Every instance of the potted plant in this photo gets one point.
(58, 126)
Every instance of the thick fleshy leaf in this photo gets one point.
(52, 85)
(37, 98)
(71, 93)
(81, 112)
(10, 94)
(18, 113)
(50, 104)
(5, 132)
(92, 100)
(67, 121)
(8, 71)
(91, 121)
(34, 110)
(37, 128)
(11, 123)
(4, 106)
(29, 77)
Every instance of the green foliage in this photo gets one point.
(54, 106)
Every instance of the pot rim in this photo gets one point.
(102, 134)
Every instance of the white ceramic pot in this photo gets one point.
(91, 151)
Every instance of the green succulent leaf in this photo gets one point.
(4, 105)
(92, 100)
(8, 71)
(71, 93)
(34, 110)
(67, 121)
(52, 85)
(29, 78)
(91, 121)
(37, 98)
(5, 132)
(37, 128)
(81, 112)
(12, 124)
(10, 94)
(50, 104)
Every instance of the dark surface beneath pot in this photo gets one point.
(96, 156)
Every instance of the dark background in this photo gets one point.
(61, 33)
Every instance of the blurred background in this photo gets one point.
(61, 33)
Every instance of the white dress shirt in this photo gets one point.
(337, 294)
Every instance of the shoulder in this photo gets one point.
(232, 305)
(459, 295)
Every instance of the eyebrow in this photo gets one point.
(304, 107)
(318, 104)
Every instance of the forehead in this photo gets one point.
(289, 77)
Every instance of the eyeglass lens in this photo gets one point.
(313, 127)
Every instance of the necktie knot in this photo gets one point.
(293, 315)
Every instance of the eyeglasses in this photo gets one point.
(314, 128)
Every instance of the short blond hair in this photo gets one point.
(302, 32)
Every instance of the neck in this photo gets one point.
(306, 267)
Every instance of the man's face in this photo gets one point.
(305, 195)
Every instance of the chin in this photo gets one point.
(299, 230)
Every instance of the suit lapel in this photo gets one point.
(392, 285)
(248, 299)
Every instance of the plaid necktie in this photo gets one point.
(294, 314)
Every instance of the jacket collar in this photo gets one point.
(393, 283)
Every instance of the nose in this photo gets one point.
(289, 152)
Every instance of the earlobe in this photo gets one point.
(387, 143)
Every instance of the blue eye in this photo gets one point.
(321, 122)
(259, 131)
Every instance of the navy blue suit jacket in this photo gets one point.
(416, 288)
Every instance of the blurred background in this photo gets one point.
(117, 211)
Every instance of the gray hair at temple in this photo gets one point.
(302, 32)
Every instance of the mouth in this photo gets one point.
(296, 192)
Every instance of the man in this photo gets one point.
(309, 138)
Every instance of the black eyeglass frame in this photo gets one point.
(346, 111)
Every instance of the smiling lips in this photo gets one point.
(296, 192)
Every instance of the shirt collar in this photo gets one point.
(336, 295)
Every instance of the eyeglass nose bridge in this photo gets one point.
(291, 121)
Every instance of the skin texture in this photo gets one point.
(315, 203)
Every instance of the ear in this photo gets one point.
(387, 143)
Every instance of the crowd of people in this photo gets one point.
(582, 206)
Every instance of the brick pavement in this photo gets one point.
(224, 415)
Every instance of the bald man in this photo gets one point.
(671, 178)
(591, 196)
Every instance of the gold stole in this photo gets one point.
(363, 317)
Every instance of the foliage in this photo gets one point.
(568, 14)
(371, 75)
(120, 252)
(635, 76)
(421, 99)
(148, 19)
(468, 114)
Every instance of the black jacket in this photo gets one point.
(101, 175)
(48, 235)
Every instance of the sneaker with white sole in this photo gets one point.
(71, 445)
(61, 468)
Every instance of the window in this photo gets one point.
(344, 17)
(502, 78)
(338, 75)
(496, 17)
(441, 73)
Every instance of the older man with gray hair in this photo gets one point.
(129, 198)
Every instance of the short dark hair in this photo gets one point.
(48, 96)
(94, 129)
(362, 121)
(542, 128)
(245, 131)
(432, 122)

■ ■ ■ ■

Prompt
Reproduce the entries from the line containing "Every instance of the short dark" through the last line, inclusive, with "point" changed to "mark" and every other word left as it is.

Response to the task
Every instance of the short dark hair in this photo gets one mark.
(48, 96)
(94, 129)
(362, 121)
(542, 128)
(245, 131)
(432, 122)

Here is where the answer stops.